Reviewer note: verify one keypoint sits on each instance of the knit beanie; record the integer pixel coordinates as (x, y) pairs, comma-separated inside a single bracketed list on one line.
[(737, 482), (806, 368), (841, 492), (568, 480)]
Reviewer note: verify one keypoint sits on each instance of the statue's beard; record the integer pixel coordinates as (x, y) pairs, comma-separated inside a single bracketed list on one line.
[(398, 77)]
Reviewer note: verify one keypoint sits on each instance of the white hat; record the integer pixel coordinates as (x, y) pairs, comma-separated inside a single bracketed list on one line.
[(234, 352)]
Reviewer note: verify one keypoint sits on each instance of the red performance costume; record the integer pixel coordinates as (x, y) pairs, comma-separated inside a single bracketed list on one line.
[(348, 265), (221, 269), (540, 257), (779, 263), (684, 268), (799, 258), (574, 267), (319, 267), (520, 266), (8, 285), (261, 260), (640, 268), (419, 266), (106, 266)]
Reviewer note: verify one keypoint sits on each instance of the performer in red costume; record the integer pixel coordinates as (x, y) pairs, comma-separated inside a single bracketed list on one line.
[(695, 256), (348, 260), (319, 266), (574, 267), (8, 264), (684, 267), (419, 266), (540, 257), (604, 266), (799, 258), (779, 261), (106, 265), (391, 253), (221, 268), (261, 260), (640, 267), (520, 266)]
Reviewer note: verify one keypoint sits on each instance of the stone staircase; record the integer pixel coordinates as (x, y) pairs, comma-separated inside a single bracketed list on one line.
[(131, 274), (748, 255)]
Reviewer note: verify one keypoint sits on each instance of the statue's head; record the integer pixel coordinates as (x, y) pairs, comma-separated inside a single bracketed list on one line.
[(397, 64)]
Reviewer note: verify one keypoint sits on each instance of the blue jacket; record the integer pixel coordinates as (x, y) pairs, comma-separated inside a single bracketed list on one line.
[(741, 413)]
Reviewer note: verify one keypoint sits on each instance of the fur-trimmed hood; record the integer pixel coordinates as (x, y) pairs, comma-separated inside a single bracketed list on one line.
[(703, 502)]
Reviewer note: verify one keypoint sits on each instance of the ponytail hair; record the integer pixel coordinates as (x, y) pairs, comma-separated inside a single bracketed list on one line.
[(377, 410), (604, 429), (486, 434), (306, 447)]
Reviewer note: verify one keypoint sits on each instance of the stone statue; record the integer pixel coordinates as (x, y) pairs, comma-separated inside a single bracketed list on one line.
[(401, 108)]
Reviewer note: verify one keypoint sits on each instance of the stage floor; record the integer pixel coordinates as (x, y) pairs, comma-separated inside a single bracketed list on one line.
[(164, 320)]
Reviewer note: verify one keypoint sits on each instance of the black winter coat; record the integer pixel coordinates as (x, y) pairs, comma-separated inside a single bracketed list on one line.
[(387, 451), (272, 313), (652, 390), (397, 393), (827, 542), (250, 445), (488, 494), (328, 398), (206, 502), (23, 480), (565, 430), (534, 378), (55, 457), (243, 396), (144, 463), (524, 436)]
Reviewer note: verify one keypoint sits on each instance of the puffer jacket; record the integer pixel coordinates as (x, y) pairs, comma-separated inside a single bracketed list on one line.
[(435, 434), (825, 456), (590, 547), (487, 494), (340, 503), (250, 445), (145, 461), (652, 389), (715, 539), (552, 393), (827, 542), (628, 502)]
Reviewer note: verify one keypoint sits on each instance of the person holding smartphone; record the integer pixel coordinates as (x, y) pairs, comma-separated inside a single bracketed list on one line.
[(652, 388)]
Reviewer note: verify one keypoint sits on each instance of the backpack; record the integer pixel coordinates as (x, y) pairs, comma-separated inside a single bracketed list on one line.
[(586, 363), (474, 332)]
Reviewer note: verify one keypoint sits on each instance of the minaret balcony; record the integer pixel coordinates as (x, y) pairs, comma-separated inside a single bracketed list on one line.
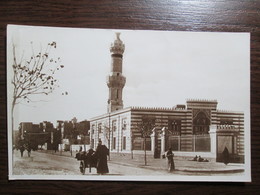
[(116, 81)]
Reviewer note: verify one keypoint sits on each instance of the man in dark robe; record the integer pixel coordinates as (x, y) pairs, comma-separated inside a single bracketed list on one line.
[(225, 155), (169, 155), (101, 154)]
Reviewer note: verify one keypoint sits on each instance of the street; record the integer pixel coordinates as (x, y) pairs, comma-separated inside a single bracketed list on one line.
[(48, 164)]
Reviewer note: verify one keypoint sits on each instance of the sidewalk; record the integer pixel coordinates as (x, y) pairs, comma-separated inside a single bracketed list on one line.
[(181, 164)]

▬▬▬

Aim of the exercise: Reproduce the lines above exactly, image-free.

Written solution:
Reviewer note: verify one keypoint sits on each instance of the knit beanie; record the integer pixel coordinates as (x, y) pairs, comma-separated inside a single bracketed list on one line.
[(737, 482), (806, 368), (841, 492), (568, 480)]
Reviewer note: verify one keypoint sits on each instance of the statue's beard; record the integer pixel coordinates as (x, y) pairs, comma-separated inside a single bracketed list on one line.
[(398, 77)]
Reviewer note: verify one keypoint sits on each instance of the white hat; record the integer pixel coordinates as (x, y) pairs, comma-separated inside a single bracketed list on one line.
[(234, 352)]
Reviewer note: verify one keypoint sits on each instance of the red performance costume; record the integer pixel coordinates as (x, y) pairs, comma-separated inside a single bracketed list on one line.
[(348, 265), (221, 269), (540, 257), (779, 263), (684, 268), (799, 258), (574, 267), (319, 267), (520, 266), (8, 285), (261, 260), (640, 268), (419, 266), (106, 266)]
Reviewer note: verify one keypoint sits on each instance of the performer in red costume; record the integer pixel coordinates as (x, y) pairs, comma-separated inside a single bracketed list on one line.
[(695, 256), (348, 260), (319, 266), (574, 267), (8, 264), (684, 267), (419, 266), (540, 257), (604, 266), (799, 258), (779, 261), (106, 265), (391, 253), (221, 268), (261, 260), (640, 267), (520, 266)]
Reviewer note: verify one keypoint sits on each instance of the stone staircase; record the integer pixel coordinates as (x, y) pairs, comma-separated inside a single bracketed list on one line.
[(131, 274), (748, 255)]
Reviewer note: verify one keypoint sits on each instance of the statue's head; record the integer pixel coordinates as (x, y) pairs, comma-separated inside a single bracketed list on one line.
[(397, 64)]
Reviewer note: verify one keypoint sits on each instance of the blue jacket; record the integer pixel coordinates as (x, y) pairs, comma-separated inside a single bracketed list on one line.
[(741, 413)]
Reviewer note: verify one keypoint sits on each instance of the fur-trimmed hood; record the integer pixel coordinates as (x, y) pairs, comma-separated inside a single bracketed list on one line.
[(703, 502)]
Reviewer note: verify one keypoint sits on each instance of the ponytail hair; record the integer pixel coordinates as (x, y) pairs, comma-separated inside a single bracketed list on one line.
[(377, 410), (604, 429), (486, 434), (306, 447)]
Reviewer note: verify one keypoint sits on each instance of the stone statue; record the integer pixel coordinates as (x, y) pairs, comma-separated inside a single bracketed list on one line.
[(401, 108)]
Reviewer note: verify one keypoint sits on each instance of the stage floor; record the integer pixel coordinates as (x, y) pairs, comma-separated inside a single bracketed list on one line.
[(164, 320)]
Reviewer note: verify one keypoint sits on each instance of the black winter coat; record the integer pixel coordinates as (x, y) pairs, comma-separated inside a single bracketed list on one line.
[(387, 451), (272, 313), (652, 390), (397, 393), (827, 542), (250, 445), (488, 494), (328, 398), (206, 502), (23, 480), (565, 430), (534, 378), (55, 457), (243, 396), (144, 463), (524, 436)]
Reviewer note: verify one keypoint sits on each instance of the puffer jacket; record the integer pixel coordinates as (x, y) pairs, comma-separated inside a single bracketed list on one line.
[(435, 434), (825, 456), (590, 547), (487, 494), (340, 503), (250, 445), (145, 461), (652, 389), (715, 539), (552, 393), (827, 542), (628, 502)]
Reviewer note: verify one keypoint sits on each instance of the person holding smartphone; record the integer pixel coordinates as (x, y) pairs, comma-separated inside a single bracketed list on one line.
[(652, 388)]
Reviewer note: verify one keypoint sits on each instance of the backpack; record the integer pixel coordinates as (x, y) pairs, comma-separated inside a single bracketed list on one line.
[(586, 363), (474, 332)]
Reviewer note: verify one keypoint sits on each instance of the minaret balcony; record the integer pixel coordinates as (x, y) pairs, comma-separated inside a single bracketed list on one line.
[(116, 81)]
Reviewer note: verify one keypoint sits on each instance of the man in dark robe; record the integer pixel coordinates as (x, y) pairs, comma-separated inside a single bracketed list on one line.
[(225, 155), (169, 155), (101, 154)]
Reviewer note: verify one keypoint sits on each instance of the street; record the integer pixel coordinates as (x, y) pairs, comma-separated inside a single bracketed list on one line.
[(48, 164)]
Reviewer note: verify one keypoint sits on each instance of the sidewalk; record the integer pixel coordinates as (x, y) pairs, comma-separated inside a single bracketed list on one line.
[(181, 164)]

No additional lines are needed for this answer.